Pour comprendre l’étendue de l’accréditation détenue par le Syndicat, il faut d’abord déterminer quel sens il faut donner aux termes du paragraphe b) de l’article 110 [maintenant paragraphe 2° de l’article 64]. Est-ce que tous les fonctionnaires membres de telle corporation professionnelle sont visés par ce paragraphe b) ou seulement ceux qui sont engagés comme tel? Si ce sont tous les membres des corporations professionnelles prévues à ce paragraphe, le Syndicat n’étant pas accrédité pour les membres de l’ordre des avocats, M e  Moro n’est pas couverte par l’accréditation. Par contre, si ce paragraphe b) ne s’adresse qu’aux salariés qui sont engagés en tant que membres de corporations professionnelles, parce qu’ils sont membres de corporations professionnelles, parce qu’ils exécutent des travaux de la juridiction des corporations professionnelles, Me Moro ne sera pas couverte par le paragraphe b) mais bien par le paragraphe c) [maintenant 3°] et dès lors, sous réserve de traiter de la question de la nomination, elle est couverte par l’accréditation.

- **Données fournies**
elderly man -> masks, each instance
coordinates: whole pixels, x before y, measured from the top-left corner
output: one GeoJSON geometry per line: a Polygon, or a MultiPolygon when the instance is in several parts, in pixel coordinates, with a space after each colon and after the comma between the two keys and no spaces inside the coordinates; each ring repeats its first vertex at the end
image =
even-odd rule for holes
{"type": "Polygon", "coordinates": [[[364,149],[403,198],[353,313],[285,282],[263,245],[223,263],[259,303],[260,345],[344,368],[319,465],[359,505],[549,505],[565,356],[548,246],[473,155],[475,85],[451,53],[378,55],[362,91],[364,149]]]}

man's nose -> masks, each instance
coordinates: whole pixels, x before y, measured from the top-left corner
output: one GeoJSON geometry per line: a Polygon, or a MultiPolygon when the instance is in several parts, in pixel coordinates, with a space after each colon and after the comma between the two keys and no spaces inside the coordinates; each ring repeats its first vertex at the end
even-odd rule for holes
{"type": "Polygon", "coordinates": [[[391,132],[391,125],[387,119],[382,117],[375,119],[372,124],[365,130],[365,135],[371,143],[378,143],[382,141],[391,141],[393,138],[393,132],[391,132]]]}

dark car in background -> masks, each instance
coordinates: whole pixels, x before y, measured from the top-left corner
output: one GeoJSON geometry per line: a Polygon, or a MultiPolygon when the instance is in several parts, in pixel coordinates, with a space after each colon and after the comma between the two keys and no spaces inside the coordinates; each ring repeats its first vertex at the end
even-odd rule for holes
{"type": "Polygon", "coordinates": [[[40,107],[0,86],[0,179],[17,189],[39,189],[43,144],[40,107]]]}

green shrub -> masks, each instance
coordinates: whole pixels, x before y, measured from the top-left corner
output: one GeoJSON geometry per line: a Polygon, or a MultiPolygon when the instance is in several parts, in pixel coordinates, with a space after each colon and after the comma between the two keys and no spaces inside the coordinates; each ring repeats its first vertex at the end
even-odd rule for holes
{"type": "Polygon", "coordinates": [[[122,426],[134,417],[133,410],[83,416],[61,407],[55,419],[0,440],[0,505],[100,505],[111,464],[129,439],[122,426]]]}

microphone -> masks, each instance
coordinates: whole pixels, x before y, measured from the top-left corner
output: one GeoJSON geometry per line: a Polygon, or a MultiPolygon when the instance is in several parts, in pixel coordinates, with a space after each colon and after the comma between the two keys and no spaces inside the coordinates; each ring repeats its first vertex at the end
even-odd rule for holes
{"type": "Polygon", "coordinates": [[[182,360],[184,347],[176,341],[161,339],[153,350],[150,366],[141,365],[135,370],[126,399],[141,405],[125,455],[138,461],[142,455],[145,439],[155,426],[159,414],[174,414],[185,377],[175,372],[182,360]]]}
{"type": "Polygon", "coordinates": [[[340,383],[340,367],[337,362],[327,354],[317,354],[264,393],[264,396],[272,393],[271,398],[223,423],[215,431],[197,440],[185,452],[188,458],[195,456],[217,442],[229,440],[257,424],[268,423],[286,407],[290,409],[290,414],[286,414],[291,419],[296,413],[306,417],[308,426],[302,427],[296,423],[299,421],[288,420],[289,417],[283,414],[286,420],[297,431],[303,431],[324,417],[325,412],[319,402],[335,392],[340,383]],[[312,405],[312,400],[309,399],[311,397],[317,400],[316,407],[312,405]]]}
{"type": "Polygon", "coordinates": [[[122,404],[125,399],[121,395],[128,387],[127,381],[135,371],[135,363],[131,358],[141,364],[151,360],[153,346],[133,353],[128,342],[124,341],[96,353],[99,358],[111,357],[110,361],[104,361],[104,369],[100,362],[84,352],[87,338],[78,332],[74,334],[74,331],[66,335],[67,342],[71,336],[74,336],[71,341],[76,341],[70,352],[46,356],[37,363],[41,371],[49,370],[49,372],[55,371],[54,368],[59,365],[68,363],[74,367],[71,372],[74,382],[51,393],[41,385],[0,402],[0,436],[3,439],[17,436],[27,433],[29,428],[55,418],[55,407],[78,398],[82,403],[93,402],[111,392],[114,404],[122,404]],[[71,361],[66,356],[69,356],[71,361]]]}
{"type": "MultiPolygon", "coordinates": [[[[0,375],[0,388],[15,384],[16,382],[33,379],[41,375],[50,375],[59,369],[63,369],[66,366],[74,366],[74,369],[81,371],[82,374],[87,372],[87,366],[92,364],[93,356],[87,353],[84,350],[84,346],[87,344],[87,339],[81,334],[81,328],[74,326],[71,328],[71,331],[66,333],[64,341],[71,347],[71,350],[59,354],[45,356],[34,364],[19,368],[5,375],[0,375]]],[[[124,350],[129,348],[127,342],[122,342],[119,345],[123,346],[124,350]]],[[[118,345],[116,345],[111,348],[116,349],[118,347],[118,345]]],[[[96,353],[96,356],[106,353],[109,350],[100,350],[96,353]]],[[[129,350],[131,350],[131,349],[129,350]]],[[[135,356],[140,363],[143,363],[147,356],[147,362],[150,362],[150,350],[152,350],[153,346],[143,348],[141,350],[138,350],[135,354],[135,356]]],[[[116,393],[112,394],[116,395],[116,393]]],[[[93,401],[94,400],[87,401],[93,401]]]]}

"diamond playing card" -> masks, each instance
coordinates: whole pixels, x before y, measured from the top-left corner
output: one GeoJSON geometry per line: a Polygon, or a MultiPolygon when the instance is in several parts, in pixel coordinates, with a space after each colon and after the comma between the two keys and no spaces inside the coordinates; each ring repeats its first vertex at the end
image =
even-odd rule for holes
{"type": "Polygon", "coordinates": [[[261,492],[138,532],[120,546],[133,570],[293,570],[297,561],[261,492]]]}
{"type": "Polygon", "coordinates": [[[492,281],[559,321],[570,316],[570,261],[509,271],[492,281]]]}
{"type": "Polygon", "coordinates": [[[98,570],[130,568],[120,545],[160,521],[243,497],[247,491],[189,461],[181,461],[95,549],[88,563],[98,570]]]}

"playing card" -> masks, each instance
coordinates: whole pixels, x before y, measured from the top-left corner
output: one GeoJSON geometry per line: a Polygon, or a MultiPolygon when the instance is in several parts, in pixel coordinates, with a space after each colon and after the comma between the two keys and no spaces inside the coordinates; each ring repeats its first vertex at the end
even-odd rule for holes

- **Questions à traiter**
1) Dressez la liste de tous les paragraphes de loi cités dans le texte sur l'accréditation du Syndicat, en incluant les numérotations actuelles indiquées entre crochets.
2) D'après le texte sur l'accréditation du Syndicat, pour les membres de quel ordre professionnel le Syndicat n'est-il pas accrédité ?
3) Poursuivez le texte sur l'accréditation du Syndicat à partir de sa dernière phrase.

- **Réponses par question**
1)
- paragraphe b) de l'article 110
- paragraphe 2° de l'article 64
- paragraphe c)
- paragraphe 3°

2) L'ordre des avocats.

3)
C’est certes cette façon de voir qui doit prévaloir. […] À l’époque où l’article 20 du Code (texte d’avant la refonte de 1977) déterminait des unités spécifiques pour les membres de certaines corporations professionnelles, c’est ainsi que le Tribunal voyait les choses. En effet, on a déterminé que le paragraphe 3 de l’article 20 faisant une unité distincte pour les membres des corporations professionnelles ne s’appliquait que si les salariés avaient été embauchés à cause de leur appartenance à une corporation, effectuaient des travaux de juridiction à ces corporations professionnelles, voir entre autres la décision du juge en chef Jean-Paul Geoffroy dans ASSOCIATION DES INGÉNIEURS, PROFESSEURS AU DÉPARTEMENT D’INGÉNIERIE, UNIVERSITÉ DU QUÉBEC À TROIS-RIVIÈRES c. L’ASSOCIATION DES PROFESSEURS DE L’UNIVERSITÉ DU QUÉBEC À TROIS-RIVIÈRES (1971) T.T., p.287.

[24]         Le paragraphe 2° de l’article 64 de la Loi sur la fonction publique crée donc une unité distincte pour les membres d’ordres professionnels qui ne s’adresse qu’aux salariés qui sont engagés en tant que membre de ces ordres et qui accomplissent des actes qui leurs sont exclusivement réservés.

[25]         Ainsi, seule la personne qui répond à cette condition sera visée par l’un des groupes distincts énumérés à la Loi sur la fonction publique . À l’inverse, celle qui n’exerce pas des fonctions réservées à son ordre professionnel, bien qu’elle soit membre de son ordre professionnel, ne pourra être visée.

[26]         La Commission reprenant ces enseignements dans la décision Syndicat des architectes de la Ville et de la Communauté urbaine de Montréal c. Syndicat des professionnelles et professionnels municipaux de Montréal , 2003 QCCRT 0448 , confirme, une fois de plus, qu’il ne suffit pas d’appartenir à son ordre professionnel pour faire partie d’une unité de négociation visant des professionnels à pratique exclusive.

[190]  Qu’advient-il, par ailleurs, si le professionnel embauché comme tel pour effectuer du travail relevant de sa pratique exclusive, cesse d’exercer sa profession?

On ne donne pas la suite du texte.